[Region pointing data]
################

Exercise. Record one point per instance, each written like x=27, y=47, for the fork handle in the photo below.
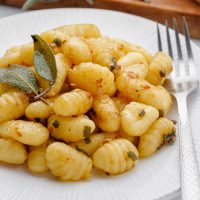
x=190, y=179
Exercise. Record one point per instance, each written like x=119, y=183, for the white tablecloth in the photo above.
x=7, y=11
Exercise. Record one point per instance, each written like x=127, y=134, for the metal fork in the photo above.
x=181, y=83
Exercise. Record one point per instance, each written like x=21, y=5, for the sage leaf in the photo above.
x=44, y=60
x=20, y=77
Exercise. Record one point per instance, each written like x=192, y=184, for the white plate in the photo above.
x=153, y=178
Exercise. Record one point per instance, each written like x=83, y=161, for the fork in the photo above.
x=182, y=82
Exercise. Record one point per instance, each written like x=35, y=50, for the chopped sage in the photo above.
x=87, y=140
x=55, y=124
x=37, y=119
x=132, y=155
x=44, y=60
x=58, y=42
x=20, y=77
x=92, y=111
x=82, y=150
x=142, y=113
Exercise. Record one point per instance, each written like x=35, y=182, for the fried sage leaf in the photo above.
x=20, y=77
x=44, y=60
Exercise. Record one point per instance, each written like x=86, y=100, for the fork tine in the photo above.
x=169, y=40
x=187, y=38
x=159, y=39
x=180, y=56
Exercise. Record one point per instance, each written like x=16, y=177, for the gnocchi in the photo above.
x=73, y=103
x=162, y=131
x=159, y=68
x=36, y=157
x=116, y=156
x=38, y=111
x=93, y=78
x=97, y=140
x=12, y=151
x=12, y=105
x=70, y=129
x=105, y=106
x=136, y=118
x=30, y=133
x=64, y=162
x=105, y=114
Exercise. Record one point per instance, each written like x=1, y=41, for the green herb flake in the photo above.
x=132, y=155
x=161, y=113
x=142, y=113
x=44, y=60
x=37, y=119
x=87, y=140
x=174, y=121
x=82, y=150
x=55, y=124
x=162, y=73
x=58, y=42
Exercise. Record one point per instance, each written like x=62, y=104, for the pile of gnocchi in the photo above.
x=107, y=108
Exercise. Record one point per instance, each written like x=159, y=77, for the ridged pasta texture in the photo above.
x=66, y=163
x=116, y=156
x=73, y=103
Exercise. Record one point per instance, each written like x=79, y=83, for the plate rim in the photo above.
x=4, y=19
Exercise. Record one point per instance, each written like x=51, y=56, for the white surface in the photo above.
x=153, y=177
x=8, y=11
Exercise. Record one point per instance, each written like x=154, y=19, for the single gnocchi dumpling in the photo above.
x=143, y=51
x=13, y=105
x=36, y=157
x=116, y=156
x=140, y=70
x=73, y=103
x=12, y=56
x=131, y=59
x=105, y=52
x=93, y=78
x=120, y=102
x=157, y=97
x=96, y=141
x=80, y=30
x=105, y=114
x=70, y=129
x=161, y=132
x=66, y=163
x=12, y=151
x=122, y=134
x=136, y=118
x=26, y=53
x=63, y=65
x=52, y=36
x=38, y=111
x=77, y=50
x=30, y=133
x=130, y=86
x=159, y=68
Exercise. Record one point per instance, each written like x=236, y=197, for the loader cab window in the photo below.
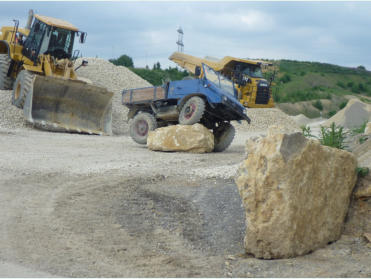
x=252, y=71
x=34, y=40
x=219, y=80
x=61, y=43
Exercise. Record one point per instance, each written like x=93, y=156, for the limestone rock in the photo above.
x=296, y=194
x=187, y=138
x=368, y=128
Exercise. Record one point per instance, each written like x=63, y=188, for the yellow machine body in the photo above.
x=56, y=99
x=247, y=93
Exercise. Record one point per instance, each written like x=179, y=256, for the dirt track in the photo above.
x=89, y=206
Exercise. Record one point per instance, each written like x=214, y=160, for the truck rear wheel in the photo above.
x=192, y=111
x=22, y=85
x=5, y=81
x=223, y=136
x=141, y=124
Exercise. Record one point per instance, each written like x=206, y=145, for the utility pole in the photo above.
x=180, y=39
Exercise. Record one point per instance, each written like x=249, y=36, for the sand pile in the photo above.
x=352, y=116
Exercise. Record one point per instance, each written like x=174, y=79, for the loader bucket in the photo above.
x=69, y=105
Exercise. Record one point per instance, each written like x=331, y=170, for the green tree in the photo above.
x=123, y=60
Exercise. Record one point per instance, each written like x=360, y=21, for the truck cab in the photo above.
x=209, y=99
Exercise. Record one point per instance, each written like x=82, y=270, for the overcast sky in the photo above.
x=332, y=32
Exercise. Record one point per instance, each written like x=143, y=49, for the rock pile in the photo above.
x=115, y=79
x=296, y=193
x=187, y=138
x=11, y=117
x=352, y=116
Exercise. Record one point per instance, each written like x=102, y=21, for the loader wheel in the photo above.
x=223, y=136
x=141, y=124
x=22, y=85
x=192, y=111
x=5, y=81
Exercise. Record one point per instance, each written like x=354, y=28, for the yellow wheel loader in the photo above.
x=37, y=62
x=253, y=90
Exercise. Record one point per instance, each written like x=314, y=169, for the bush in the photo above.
x=317, y=104
x=360, y=130
x=341, y=84
x=286, y=78
x=331, y=113
x=343, y=104
x=350, y=84
x=334, y=136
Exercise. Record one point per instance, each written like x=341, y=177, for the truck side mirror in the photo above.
x=197, y=71
x=83, y=37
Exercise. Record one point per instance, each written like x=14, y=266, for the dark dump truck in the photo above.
x=209, y=99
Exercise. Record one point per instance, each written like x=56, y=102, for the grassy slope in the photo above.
x=300, y=84
x=303, y=81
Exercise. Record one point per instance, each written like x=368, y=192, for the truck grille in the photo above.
x=262, y=95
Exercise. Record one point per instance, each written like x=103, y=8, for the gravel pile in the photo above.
x=115, y=79
x=352, y=116
x=11, y=117
x=262, y=118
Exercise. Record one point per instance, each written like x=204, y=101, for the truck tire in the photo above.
x=141, y=124
x=192, y=111
x=5, y=81
x=223, y=136
x=22, y=85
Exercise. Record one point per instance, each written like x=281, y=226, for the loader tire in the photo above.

################

- **Work to complete**
Skip the pictures, then return the rest of the data exactly.

- **Exercise response**
Exercise. Record one point per instance, each written like x=27, y=47, for the fork handle in the photo below.
x=190, y=179
Exercise. Record one point per instance, each written like x=119, y=183, for the white tablecloth in the photo above.
x=7, y=11
Exercise. Record one point per instance, each written like x=127, y=134, for the metal fork in the photo above.
x=181, y=83
Exercise. Record one point per instance, each written like x=21, y=5, for the sage leaf in the photo above.
x=44, y=60
x=20, y=77
Exercise. Record one point per instance, each written like x=192, y=184, for the white plate in the photo above.
x=153, y=178
Exercise. Record one point per instance, each written like x=83, y=161, for the fork in the photo above.
x=182, y=82
Exercise. Record one point per instance, each written like x=35, y=50, for the chopped sage in the photo above.
x=87, y=140
x=55, y=124
x=37, y=119
x=132, y=155
x=44, y=60
x=58, y=42
x=20, y=77
x=92, y=111
x=82, y=150
x=142, y=113
Exercise. Record one point per instance, each written like x=35, y=182, for the fried sage leaf in the photo above.
x=20, y=77
x=44, y=60
Exercise. Record one point per instance, each written like x=86, y=100, for the fork tine in the photo above.
x=169, y=40
x=187, y=38
x=159, y=39
x=180, y=56
Exercise. Record one point per instance, each written like x=16, y=177, for the gnocchi in the photo above.
x=73, y=103
x=162, y=131
x=159, y=68
x=36, y=157
x=116, y=156
x=38, y=111
x=93, y=78
x=97, y=140
x=12, y=151
x=12, y=105
x=70, y=129
x=105, y=106
x=136, y=118
x=30, y=133
x=64, y=162
x=105, y=114
Exercise. Record one point per instance, each written like x=1, y=41, for the green herb flake in the photo above.
x=132, y=155
x=161, y=113
x=142, y=113
x=44, y=60
x=37, y=119
x=87, y=140
x=174, y=121
x=82, y=150
x=55, y=124
x=162, y=73
x=58, y=42
Exercise. Record one point per instance, each written like x=62, y=104, for the pile of gnocchi in the photo above.
x=107, y=108
Exercise. Record one point per instance, each written like x=159, y=77, for the ridged pasta texture in the photo above.
x=66, y=163
x=116, y=156
x=73, y=103
Exercise. Record one point per instance, each written like x=79, y=83, for the plate rim in the photo above.
x=4, y=19
Exercise. Record one point per instance, each written like x=51, y=56, for the white surface in the photo above.
x=153, y=177
x=8, y=11
Exercise. Record one point per instance, each written like x=154, y=19, for the single gnocchi dumpling in the photo above.
x=143, y=51
x=13, y=105
x=36, y=157
x=116, y=156
x=140, y=70
x=73, y=103
x=12, y=56
x=131, y=59
x=105, y=52
x=93, y=78
x=120, y=102
x=157, y=97
x=96, y=141
x=80, y=30
x=105, y=114
x=70, y=129
x=161, y=132
x=66, y=163
x=12, y=151
x=122, y=134
x=136, y=118
x=26, y=53
x=63, y=65
x=52, y=36
x=38, y=111
x=77, y=50
x=30, y=133
x=130, y=86
x=159, y=68
Exercise. Record one point per instance, each written like x=236, y=197, for the loader cab window in the photo below.
x=252, y=71
x=34, y=40
x=219, y=80
x=61, y=43
Exercise. Record one point per instance, each written like x=93, y=156, for the limestone rock in the photo above.
x=296, y=194
x=187, y=138
x=368, y=128
Exercise. Record one point per instance, each written like x=63, y=188, for the yellow machine body in the photo above.
x=56, y=99
x=247, y=93
Exercise. Record one point per instance, each written like x=179, y=256, for the dirt track in the photo above.
x=89, y=206
Exercise. Record one point per instance, each written like x=214, y=160, for the truck rear wheel in the photo above.
x=192, y=111
x=22, y=85
x=5, y=81
x=223, y=136
x=141, y=124
Exercise. Record one point per instance, each written like x=206, y=145, for the utility pole in the photo above.
x=180, y=39
Exercise. Record one point per instance, each written like x=249, y=36, for the sand pile in the photo above.
x=352, y=116
Exercise. Record one point per instance, each written like x=174, y=79, for the loader bucket in the photo above.
x=69, y=105
Exercise. Record one point per instance, each written like x=331, y=170, for the green tree in the photo above.
x=123, y=60
Exercise. Record one point per instance, each written like x=360, y=21, for the truck cab in the photo above.
x=209, y=99
Exercise. Record one point per instance, each written like x=82, y=270, for the overcast sky in the photo above.
x=332, y=32
Exercise. Record one point per instance, each written like x=143, y=49, for the rock pile in the photo above.
x=115, y=79
x=296, y=193
x=187, y=138
x=11, y=117
x=352, y=116
Exercise. Record one point per instance, each written like x=102, y=21, for the loader wheel in the photo above.
x=223, y=136
x=141, y=124
x=22, y=85
x=192, y=111
x=5, y=81
Exercise. Record one point per instance, each written like x=354, y=28, for the yellow wheel loader in the photo above.
x=37, y=62
x=253, y=90
Exercise. Record one point per instance, each written like x=314, y=169, for the bush in the photo above.
x=317, y=104
x=360, y=130
x=341, y=84
x=286, y=78
x=331, y=113
x=343, y=104
x=350, y=84
x=334, y=136
Exercise. Record one point per instance, each written like x=341, y=177, for the truck side mirror in the photo above.
x=197, y=71
x=83, y=37
Exercise. Record one point per instance, each written like x=14, y=266, for the dark dump truck in the photo above.
x=209, y=99
Exercise. Record one point per instance, each written like x=56, y=102, for the grassy slope in the photo above.
x=300, y=84
x=303, y=81
Exercise. Record one point per instance, each written like x=368, y=192, for the truck grille in the photo above.
x=262, y=95
Exercise. Record one point per instance, each written like x=103, y=8, for the gravel pile in the photo above.
x=115, y=79
x=352, y=116
x=11, y=117
x=262, y=118
Exercise. Record one point per instance, each written like x=204, y=101, for the truck tire in the photo above.
x=141, y=124
x=192, y=111
x=5, y=81
x=223, y=136
x=22, y=85
Exercise. Record one point per instance, each written like x=281, y=226, for the loader tire in the photo above.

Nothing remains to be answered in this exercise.